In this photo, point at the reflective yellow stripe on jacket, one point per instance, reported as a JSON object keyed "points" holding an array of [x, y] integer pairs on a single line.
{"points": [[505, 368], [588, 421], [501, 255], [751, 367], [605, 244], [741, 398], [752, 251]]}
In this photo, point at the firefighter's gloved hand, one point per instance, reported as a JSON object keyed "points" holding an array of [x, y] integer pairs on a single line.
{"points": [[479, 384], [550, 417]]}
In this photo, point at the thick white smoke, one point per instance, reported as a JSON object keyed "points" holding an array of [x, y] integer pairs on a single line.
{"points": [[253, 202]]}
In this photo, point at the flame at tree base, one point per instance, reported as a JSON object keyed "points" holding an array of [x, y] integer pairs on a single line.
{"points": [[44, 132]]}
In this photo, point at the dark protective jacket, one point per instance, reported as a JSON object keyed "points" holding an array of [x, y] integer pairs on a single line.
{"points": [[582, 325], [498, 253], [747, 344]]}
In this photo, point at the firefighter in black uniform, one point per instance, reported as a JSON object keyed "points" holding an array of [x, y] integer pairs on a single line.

^^^^^^^^^^^^^^^^

**Directions**
All the material, top to bottom: write it out again precisely.

**Answer for the task**
In this photo, point at the reflective yellow stripe on jacket, one point per instance, reported as a JSON object keyed "points" holding an array of [x, y] integer pairs on a single line.
{"points": [[505, 368], [588, 421], [501, 255], [751, 367], [605, 244], [741, 398], [752, 251]]}
In this photo, point at the firefighter's gloved hand, one point per instance, reported as a JSON object keyed "points" holding an array of [x, y] integer pairs on a single line.
{"points": [[479, 384], [550, 417]]}
In this photo, point at the thick white smoke, one point per instance, reported as a JSON object keyed "points" holding an array of [x, y] integer pairs on a single line.
{"points": [[253, 202]]}
In this photo, point at the flame at tree base, one point per instance, reported as a JSON object keyed "points" holding an array of [x, y] integer pairs on a single line.
{"points": [[44, 132]]}
In this photo, point at the dark protective jacket, one point per instance, reported as a JSON object keyed "points" holding an array of [x, y] integer pairs on a single line.
{"points": [[582, 325], [498, 253], [747, 344]]}
In this photo, point at the firefighter in black uniform, one point per instance, reported as a JSON object keyed "points" holding an array of [x, y] integer pairs on a single line.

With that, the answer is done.